▼

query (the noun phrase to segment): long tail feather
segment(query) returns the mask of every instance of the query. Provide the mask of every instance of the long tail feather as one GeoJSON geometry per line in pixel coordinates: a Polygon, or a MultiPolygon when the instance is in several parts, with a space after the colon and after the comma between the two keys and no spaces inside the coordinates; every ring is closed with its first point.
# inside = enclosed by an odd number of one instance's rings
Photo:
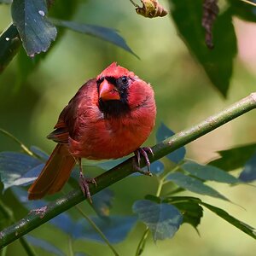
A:
{"type": "Polygon", "coordinates": [[[40,199],[61,189],[76,163],[63,144],[57,144],[43,171],[28,189],[28,199],[40,199]]]}

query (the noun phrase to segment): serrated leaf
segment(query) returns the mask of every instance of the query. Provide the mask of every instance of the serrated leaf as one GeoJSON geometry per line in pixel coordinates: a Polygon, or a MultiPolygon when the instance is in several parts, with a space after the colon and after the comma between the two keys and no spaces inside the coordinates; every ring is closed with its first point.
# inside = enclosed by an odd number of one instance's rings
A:
{"type": "MultiPolygon", "coordinates": [[[[112,243],[120,242],[125,240],[137,221],[137,218],[133,216],[114,215],[109,216],[108,218],[90,217],[90,219],[112,243]]],[[[84,218],[75,221],[67,213],[61,213],[53,218],[50,223],[72,236],[74,239],[82,238],[103,241],[99,234],[95,231],[84,218]]]]}
{"type": "Polygon", "coordinates": [[[237,51],[232,12],[227,9],[217,17],[213,26],[214,49],[210,50],[206,47],[205,32],[201,27],[202,2],[169,2],[172,15],[181,38],[203,67],[213,86],[226,96],[233,73],[233,59],[237,51]]]}
{"type": "Polygon", "coordinates": [[[150,229],[154,241],[172,237],[183,222],[179,211],[166,203],[156,204],[149,200],[140,200],[135,201],[132,210],[150,229]]]}
{"type": "Polygon", "coordinates": [[[208,208],[210,211],[216,213],[220,218],[224,218],[227,222],[229,222],[230,224],[236,226],[244,233],[249,235],[250,236],[256,238],[256,233],[255,229],[249,226],[248,224],[240,221],[239,219],[230,216],[227,212],[224,211],[223,209],[220,209],[218,207],[213,207],[212,205],[209,205],[207,203],[205,203],[201,201],[201,199],[197,197],[193,196],[171,196],[166,199],[165,199],[166,201],[172,203],[175,201],[194,201],[195,203],[198,203],[207,208],[208,208]]]}
{"type": "Polygon", "coordinates": [[[256,143],[221,150],[218,153],[221,157],[209,162],[208,165],[230,172],[244,166],[256,153],[256,143]]]}
{"type": "Polygon", "coordinates": [[[187,161],[181,166],[183,170],[204,180],[235,184],[241,181],[228,172],[212,166],[202,166],[193,161],[187,161]]]}
{"type": "Polygon", "coordinates": [[[162,200],[159,196],[154,195],[146,195],[144,198],[146,200],[150,200],[157,204],[160,204],[162,201],[162,200]]]}
{"type": "Polygon", "coordinates": [[[61,251],[58,247],[56,247],[51,242],[49,242],[45,240],[43,240],[41,238],[38,238],[35,236],[32,236],[29,235],[26,236],[26,239],[32,246],[42,248],[48,253],[55,253],[55,255],[58,255],[58,256],[65,255],[64,253],[62,251],[61,251]]]}
{"type": "Polygon", "coordinates": [[[203,208],[198,203],[189,201],[174,202],[172,205],[183,213],[183,223],[191,224],[198,232],[197,226],[203,216],[203,208]]]}
{"type": "Polygon", "coordinates": [[[223,209],[218,208],[216,207],[213,207],[212,205],[207,204],[205,202],[201,203],[202,206],[206,207],[208,208],[210,211],[216,213],[218,216],[220,218],[224,218],[227,222],[229,222],[230,224],[236,226],[237,229],[243,231],[244,233],[249,235],[250,236],[253,237],[256,239],[256,231],[255,229],[249,226],[248,224],[243,223],[242,221],[232,217],[227,212],[225,212],[223,209]]]}
{"type": "MultiPolygon", "coordinates": [[[[48,2],[49,3],[49,2],[48,2]]],[[[55,0],[51,3],[49,10],[49,16],[53,16],[60,19],[71,19],[75,10],[78,8],[78,0],[55,0]]],[[[52,50],[55,45],[61,41],[66,29],[58,29],[58,40],[52,43],[50,49],[46,53],[41,53],[30,58],[26,54],[25,50],[21,49],[17,55],[18,63],[18,84],[23,83],[27,77],[39,66],[41,61],[44,61],[48,54],[52,50]]]]}
{"type": "Polygon", "coordinates": [[[26,54],[32,57],[45,52],[57,35],[55,26],[45,17],[45,1],[14,0],[11,13],[26,54]]]}
{"type": "Polygon", "coordinates": [[[113,192],[108,189],[105,189],[93,196],[92,207],[99,217],[109,216],[113,200],[113,192]]]}
{"type": "Polygon", "coordinates": [[[65,26],[75,32],[93,36],[101,38],[104,41],[110,42],[114,45],[119,46],[123,49],[130,52],[131,54],[138,58],[138,56],[127,45],[125,40],[119,35],[116,30],[113,28],[96,25],[89,25],[84,23],[79,23],[74,21],[61,20],[57,19],[51,19],[51,20],[56,26],[65,26]]]}
{"type": "MultiPolygon", "coordinates": [[[[161,123],[160,127],[156,131],[156,141],[159,143],[161,141],[166,139],[167,137],[173,136],[174,134],[175,133],[172,130],[170,130],[165,124],[161,123]]],[[[178,163],[184,159],[185,154],[185,148],[181,147],[166,156],[171,161],[174,163],[178,163]]]]}
{"type": "Polygon", "coordinates": [[[0,177],[4,190],[11,186],[32,183],[36,177],[26,176],[26,173],[34,168],[42,170],[42,162],[36,158],[21,153],[0,153],[0,177]]]}
{"type": "Polygon", "coordinates": [[[256,154],[246,163],[244,169],[240,173],[239,178],[246,183],[256,179],[256,154]]]}
{"type": "MultiPolygon", "coordinates": [[[[247,21],[256,22],[256,7],[254,5],[237,0],[229,0],[228,2],[233,15],[247,21]]],[[[253,0],[251,2],[256,3],[253,0]]]]}
{"type": "Polygon", "coordinates": [[[167,176],[166,180],[172,181],[179,187],[188,189],[191,192],[206,195],[212,197],[229,201],[225,196],[222,195],[217,190],[204,184],[199,179],[184,175],[181,172],[171,173],[167,176]]]}

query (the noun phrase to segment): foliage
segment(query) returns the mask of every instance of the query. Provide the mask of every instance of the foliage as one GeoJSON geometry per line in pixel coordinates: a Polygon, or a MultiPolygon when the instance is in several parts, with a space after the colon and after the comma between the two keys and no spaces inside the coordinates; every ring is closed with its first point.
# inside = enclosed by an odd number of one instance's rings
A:
{"type": "MultiPolygon", "coordinates": [[[[131,2],[137,7],[136,12],[145,17],[153,18],[167,14],[158,1],[141,1],[142,8],[133,1],[131,2]],[[149,4],[148,6],[150,6],[150,9],[148,9],[147,4],[149,4]]],[[[214,9],[213,7],[207,7],[207,4],[209,3],[207,0],[204,1],[203,6],[202,1],[199,0],[194,1],[193,3],[189,0],[169,0],[169,15],[172,18],[177,32],[191,55],[203,67],[212,85],[226,97],[233,73],[233,60],[237,53],[236,36],[232,19],[234,16],[238,16],[255,22],[255,7],[241,1],[227,0],[225,9],[218,13],[216,11],[218,9],[217,1],[212,2],[214,3],[214,9]]],[[[65,0],[65,3],[61,3],[50,0],[5,0],[0,3],[11,4],[13,20],[13,24],[0,36],[0,73],[7,68],[20,49],[17,63],[21,82],[27,79],[34,68],[40,67],[43,59],[49,55],[54,45],[61,41],[67,29],[111,43],[138,58],[139,54],[131,49],[114,28],[70,20],[79,9],[79,1],[65,0]],[[21,44],[22,49],[20,49],[21,44]]],[[[235,117],[231,115],[227,117],[223,124],[235,117]]],[[[208,131],[211,129],[210,127],[208,131]]],[[[23,151],[22,153],[0,152],[0,189],[3,190],[3,197],[9,193],[16,203],[15,208],[19,207],[24,212],[29,212],[28,215],[34,212],[44,218],[48,206],[50,203],[54,205],[55,199],[58,195],[49,196],[40,201],[28,201],[26,190],[27,185],[40,173],[49,155],[38,147],[32,146],[28,148],[9,132],[3,130],[0,131],[15,140],[23,151]]],[[[196,131],[194,131],[195,134],[196,131]]],[[[158,150],[162,149],[163,142],[168,141],[172,146],[170,137],[175,138],[176,136],[177,135],[161,123],[155,136],[158,144],[154,148],[154,152],[155,151],[156,155],[159,154],[158,150]]],[[[187,143],[195,138],[196,138],[195,135],[187,143]]],[[[67,236],[71,245],[78,239],[93,241],[107,244],[115,255],[119,255],[112,243],[125,241],[130,232],[135,229],[137,223],[143,223],[144,232],[136,253],[137,255],[140,255],[144,251],[149,232],[154,241],[173,237],[183,224],[189,224],[198,232],[204,209],[207,208],[255,239],[256,233],[253,227],[231,216],[226,211],[195,196],[176,195],[179,192],[189,193],[189,191],[197,194],[198,196],[207,195],[231,202],[225,195],[219,193],[210,184],[218,183],[238,186],[254,181],[256,179],[256,144],[247,144],[218,151],[219,158],[207,164],[186,159],[187,151],[183,145],[175,149],[170,154],[166,154],[164,159],[157,160],[151,164],[153,180],[157,184],[157,188],[156,189],[149,188],[148,185],[144,199],[137,198],[126,215],[110,214],[116,195],[109,189],[102,190],[100,183],[99,187],[95,189],[96,193],[100,192],[93,196],[90,213],[84,209],[84,206],[81,207],[75,206],[61,214],[56,212],[53,215],[55,216],[54,218],[49,218],[51,219],[49,221],[49,229],[51,230],[56,229],[62,235],[67,236]],[[235,170],[239,172],[238,175],[237,172],[236,174],[231,172],[235,170]],[[134,214],[131,213],[131,208],[134,214]]],[[[127,162],[129,160],[124,158],[95,163],[90,167],[102,172],[118,165],[122,168],[127,162]]],[[[141,174],[133,173],[131,176],[131,178],[136,179],[138,178],[136,177],[141,174]]],[[[76,174],[73,175],[65,189],[67,187],[77,188],[77,178],[76,174]]],[[[148,184],[147,183],[148,180],[145,178],[145,183],[148,184]]],[[[111,181],[108,182],[109,184],[111,181]]],[[[3,230],[16,222],[17,212],[15,208],[11,208],[9,202],[2,201],[1,198],[0,228],[3,230]]],[[[54,207],[53,209],[55,211],[54,207]]],[[[0,232],[0,241],[3,234],[0,232]]],[[[32,251],[30,247],[32,246],[56,255],[65,255],[62,248],[59,248],[44,237],[26,235],[22,239],[21,244],[28,254],[31,253],[28,252],[32,251]]],[[[74,251],[72,253],[83,253],[74,251]]]]}

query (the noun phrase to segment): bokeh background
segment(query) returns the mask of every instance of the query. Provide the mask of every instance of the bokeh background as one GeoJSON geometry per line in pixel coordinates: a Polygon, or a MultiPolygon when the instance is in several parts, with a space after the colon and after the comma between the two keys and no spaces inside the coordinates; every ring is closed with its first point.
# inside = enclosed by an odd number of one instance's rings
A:
{"type": "MultiPolygon", "coordinates": [[[[169,8],[167,1],[161,2],[169,8]]],[[[73,20],[118,29],[140,60],[109,43],[71,31],[67,31],[24,82],[20,82],[20,71],[17,60],[14,59],[0,76],[0,127],[26,145],[37,145],[50,153],[55,145],[45,137],[52,131],[61,109],[84,81],[96,76],[113,61],[151,83],[158,108],[156,127],[164,122],[174,131],[188,128],[255,91],[255,24],[239,19],[233,20],[239,53],[234,61],[228,98],[224,99],[191,56],[169,16],[145,19],[135,13],[128,0],[89,0],[81,1],[73,20]]],[[[0,5],[0,31],[10,22],[9,6],[0,5]]],[[[206,163],[218,156],[218,150],[255,143],[255,112],[252,111],[187,145],[187,157],[206,163]]],[[[153,134],[147,145],[154,143],[153,134]]],[[[20,148],[0,135],[0,150],[20,148]]],[[[132,202],[156,187],[154,181],[145,182],[145,178],[128,177],[113,185],[115,199],[111,212],[131,214],[132,202]],[[131,187],[137,189],[131,189],[131,187]]],[[[213,183],[211,185],[246,210],[235,204],[202,197],[206,201],[256,226],[254,187],[213,183]]],[[[142,224],[137,224],[125,241],[115,245],[121,255],[134,254],[143,228],[142,224]]],[[[67,252],[67,238],[57,230],[50,230],[43,225],[32,234],[55,241],[57,246],[67,252]]],[[[255,255],[256,243],[253,238],[207,210],[204,212],[199,231],[201,236],[184,224],[173,239],[156,244],[149,239],[144,255],[255,255]]],[[[73,247],[77,251],[85,248],[89,255],[102,255],[102,252],[104,255],[112,255],[103,244],[76,241],[73,247]]],[[[18,255],[17,252],[23,255],[20,248],[19,242],[14,242],[8,255],[18,255]]],[[[37,251],[39,255],[49,255],[43,250],[37,251]]]]}

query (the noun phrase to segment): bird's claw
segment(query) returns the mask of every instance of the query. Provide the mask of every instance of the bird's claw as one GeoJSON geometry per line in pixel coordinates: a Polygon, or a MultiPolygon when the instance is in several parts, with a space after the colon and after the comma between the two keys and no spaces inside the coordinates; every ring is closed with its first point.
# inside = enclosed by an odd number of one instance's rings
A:
{"type": "Polygon", "coordinates": [[[137,171],[138,172],[140,172],[143,175],[152,176],[152,173],[150,172],[150,161],[149,161],[148,156],[148,153],[151,154],[152,155],[154,155],[152,149],[148,147],[140,148],[137,149],[134,152],[134,154],[137,157],[137,162],[136,162],[136,160],[134,160],[133,167],[136,171],[137,171]],[[140,168],[141,155],[143,155],[145,159],[148,171],[143,171],[140,168]]]}
{"type": "Polygon", "coordinates": [[[89,199],[90,202],[92,203],[90,193],[90,188],[89,183],[91,183],[96,186],[96,182],[94,178],[88,178],[84,176],[82,172],[80,172],[79,177],[79,186],[81,188],[81,190],[83,191],[84,195],[89,199]]]}

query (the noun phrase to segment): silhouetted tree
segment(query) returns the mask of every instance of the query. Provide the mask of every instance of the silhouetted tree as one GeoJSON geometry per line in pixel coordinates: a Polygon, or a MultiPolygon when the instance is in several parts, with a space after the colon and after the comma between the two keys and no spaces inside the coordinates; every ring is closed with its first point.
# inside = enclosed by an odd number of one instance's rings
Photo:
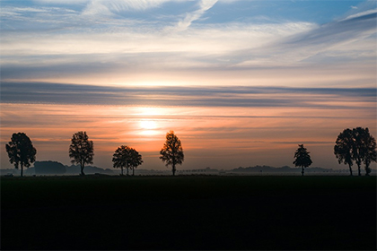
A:
{"type": "Polygon", "coordinates": [[[365,129],[362,127],[352,129],[352,135],[354,137],[354,143],[352,144],[352,159],[357,165],[358,176],[361,176],[361,164],[366,153],[365,134],[365,129]]]}
{"type": "Polygon", "coordinates": [[[81,175],[84,175],[85,164],[92,164],[94,156],[93,142],[89,140],[86,132],[78,132],[72,136],[69,157],[73,164],[80,164],[81,175]]]}
{"type": "Polygon", "coordinates": [[[339,163],[348,164],[352,176],[353,161],[357,165],[358,175],[361,176],[361,165],[365,165],[365,175],[369,175],[370,164],[376,161],[376,141],[369,133],[369,129],[356,127],[345,129],[337,139],[334,153],[339,163]]]}
{"type": "Polygon", "coordinates": [[[24,133],[13,134],[11,141],[5,144],[9,161],[18,169],[21,166],[21,177],[23,175],[23,167],[29,168],[35,161],[37,150],[33,147],[31,139],[24,133]]]}
{"type": "MultiPolygon", "coordinates": [[[[358,136],[357,140],[355,141],[357,143],[358,150],[358,158],[360,160],[360,165],[361,160],[365,165],[365,175],[369,176],[372,169],[369,167],[373,161],[376,162],[377,159],[377,152],[376,152],[376,140],[371,134],[369,133],[368,127],[365,129],[357,127],[356,129],[354,129],[354,132],[357,132],[355,135],[358,136]]],[[[359,166],[359,165],[358,165],[359,166]]],[[[359,168],[359,175],[360,173],[360,168],[359,168]]]]}
{"type": "Polygon", "coordinates": [[[128,176],[128,169],[131,168],[133,175],[135,175],[135,169],[143,163],[142,156],[133,148],[127,145],[121,145],[112,155],[113,167],[120,168],[121,175],[123,175],[123,169],[127,168],[127,175],[128,176]]]}
{"type": "Polygon", "coordinates": [[[338,161],[340,163],[344,163],[345,165],[348,165],[349,172],[352,176],[352,165],[354,164],[353,161],[353,149],[355,143],[354,143],[354,134],[353,131],[349,128],[343,130],[338,135],[337,141],[334,146],[334,154],[338,159],[338,161]]]}
{"type": "Polygon", "coordinates": [[[143,164],[142,156],[136,151],[135,149],[131,148],[131,161],[130,161],[130,168],[132,169],[132,176],[135,176],[135,169],[137,169],[138,166],[143,164]]]}
{"type": "Polygon", "coordinates": [[[183,149],[180,140],[174,134],[173,131],[166,134],[166,142],[160,151],[160,159],[165,162],[165,166],[171,166],[173,176],[176,171],[176,165],[181,165],[184,160],[183,149]]]}
{"type": "Polygon", "coordinates": [[[303,147],[303,144],[299,144],[299,148],[294,152],[294,164],[295,167],[302,167],[302,176],[303,176],[303,169],[311,165],[311,155],[306,148],[303,147]]]}

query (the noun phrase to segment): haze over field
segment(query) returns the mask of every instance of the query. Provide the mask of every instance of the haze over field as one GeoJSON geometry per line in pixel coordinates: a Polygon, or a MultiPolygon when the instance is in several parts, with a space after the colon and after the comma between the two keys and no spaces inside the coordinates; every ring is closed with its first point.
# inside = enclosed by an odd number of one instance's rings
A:
{"type": "MultiPolygon", "coordinates": [[[[35,0],[1,4],[1,168],[23,132],[37,160],[69,164],[73,134],[112,167],[121,144],[179,169],[313,166],[345,128],[376,126],[376,1],[35,0]]],[[[375,163],[372,166],[376,169],[375,163]]]]}

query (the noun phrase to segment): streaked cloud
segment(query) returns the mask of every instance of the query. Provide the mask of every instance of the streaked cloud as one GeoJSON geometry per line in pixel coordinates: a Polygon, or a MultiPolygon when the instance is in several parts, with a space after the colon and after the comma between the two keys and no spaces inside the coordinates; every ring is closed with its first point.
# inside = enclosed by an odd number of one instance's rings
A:
{"type": "Polygon", "coordinates": [[[374,108],[373,88],[110,87],[48,82],[2,82],[4,103],[188,107],[308,107],[374,108]]]}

▲

● **Exercise task**
Starting at the line containing "query (the noun phrase to segment): streaked" and ending at the last of the lines, put these lines into a two-column CSV with the columns text and answer. Give one row for each text and its answer, with each value in a single quoted field and its line breaks replaced by spaces.

● **Worked solution**
text,answer
"query (the noun phrase to segment): streaked cloud segment(query) returns the mask of every instance of the query. Provide the mask of every instance of the streaked cloud as one GeoJSON geometry per line in pixel coordinates: a Polygon, or a MultiPolygon when the instance is in several parts, with a space after the colon and after the comma between the two keys and no spaces inside the coordinates; every ring is closed with its first point. # inside = enclosed by an odd number of one instance's rings A:","{""type"": ""Polygon"", ""coordinates"": [[[374,108],[373,88],[110,87],[48,82],[2,82],[4,103],[188,107],[308,107],[374,108]]]}"